■ **TEXT UNDER STUDY**:
University of South Alabama

Inhibition of Gli1 Increases Sensitivity to Cisplatin



Platinum-based anticancer agents are among the most widely used agents in clinical oncology. Nucleotide excision repair (NER) is the pathway through which platinum–DNA damage is repaired and, ERCC1 is a useful biomarker for the NER process in human cells. Understanding the molecular and pharmacological control of NER may allow for a more complete understanding of the modes of cellular and clinical resistance to this class of agents. In addition, such information may contribute to the development of non-platinum agents that damage DNA and/or modulate DNA repair.

■ **TASK SET**:
1. Write out the stretch of the cisplatin-sensitivity text from "Platinum-based anticancer agents" through "modulate DNA repair.".
2. Continue the text on Gli1 inhibition and cisplatin sensitivity from where it stops.

■ **EXTRACTED MATERIAL**:
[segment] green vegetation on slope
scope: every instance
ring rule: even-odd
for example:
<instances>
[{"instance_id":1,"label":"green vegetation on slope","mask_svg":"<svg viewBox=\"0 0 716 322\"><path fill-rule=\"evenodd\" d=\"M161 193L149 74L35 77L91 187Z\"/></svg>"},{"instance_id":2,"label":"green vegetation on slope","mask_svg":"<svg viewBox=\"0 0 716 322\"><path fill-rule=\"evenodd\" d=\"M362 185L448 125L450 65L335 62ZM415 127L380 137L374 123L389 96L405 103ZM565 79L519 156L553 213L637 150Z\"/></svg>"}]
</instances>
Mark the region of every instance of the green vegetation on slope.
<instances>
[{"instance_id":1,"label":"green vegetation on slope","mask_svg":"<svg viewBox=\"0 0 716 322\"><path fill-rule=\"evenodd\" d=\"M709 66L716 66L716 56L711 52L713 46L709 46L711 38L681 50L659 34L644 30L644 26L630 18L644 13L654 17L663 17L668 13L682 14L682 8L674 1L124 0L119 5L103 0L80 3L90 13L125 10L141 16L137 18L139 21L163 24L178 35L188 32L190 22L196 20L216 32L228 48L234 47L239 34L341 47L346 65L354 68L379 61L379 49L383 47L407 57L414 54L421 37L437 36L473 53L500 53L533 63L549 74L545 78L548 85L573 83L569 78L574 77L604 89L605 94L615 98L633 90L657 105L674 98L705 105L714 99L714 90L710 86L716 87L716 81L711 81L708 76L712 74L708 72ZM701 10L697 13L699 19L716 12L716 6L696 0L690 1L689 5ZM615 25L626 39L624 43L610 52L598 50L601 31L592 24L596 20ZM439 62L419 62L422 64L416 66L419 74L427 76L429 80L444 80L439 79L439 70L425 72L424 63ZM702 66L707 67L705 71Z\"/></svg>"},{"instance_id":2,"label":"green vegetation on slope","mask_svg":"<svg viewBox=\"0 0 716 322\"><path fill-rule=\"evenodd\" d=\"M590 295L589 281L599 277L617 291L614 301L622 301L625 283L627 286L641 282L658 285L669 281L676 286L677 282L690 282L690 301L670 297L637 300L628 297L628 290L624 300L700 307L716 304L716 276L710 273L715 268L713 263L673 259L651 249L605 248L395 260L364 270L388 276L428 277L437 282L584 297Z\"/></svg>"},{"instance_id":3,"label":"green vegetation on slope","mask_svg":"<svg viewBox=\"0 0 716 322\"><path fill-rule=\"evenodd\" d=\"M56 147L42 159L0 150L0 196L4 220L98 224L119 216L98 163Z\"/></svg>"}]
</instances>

■ **RESULTS FOR THE EXERCISE**:
1.
Platinum-based anticancer agents are among the most widely used agents in clinical oncology. Nucleotide excision repair (NER) is the pathway through which platinum–DNA damage is repaired and, ERCC1 is a useful biomarker for the NER process in human cells. Understanding the molecular and pharmacological control of NER may allow for a more complete understanding of the modes of cellular and clinical resistance to this class of agents. In addition, such information may contribute to the development of non-platinum agents that damage DNA and/or modulate DNA repair.

2.
Inventors at the University of South Alabama have identified that anti-Gli1 shRNA transfection into cisplatin-resistant human ovarian cancer cells results in a series of specific events. The c-jun protein cascade is switched on and cisplatin induction of ERCC1, XPA, and XRCC1 is blocked. Repair of platinum–DNA adduct is reduced by >60%; and the cells become more sensitive to cisplatin by a factor of six, with a change in the IC50 from 30 μm to 5 μm. Furthermore, when Hedgehog is inhibited at the level of the cell membrane, cellular sensitivity is not altered. This distinction may prove quite important in the development of pharmacological treatment strategies for cancer, where cisplatin resistance is a substantive clinical issue.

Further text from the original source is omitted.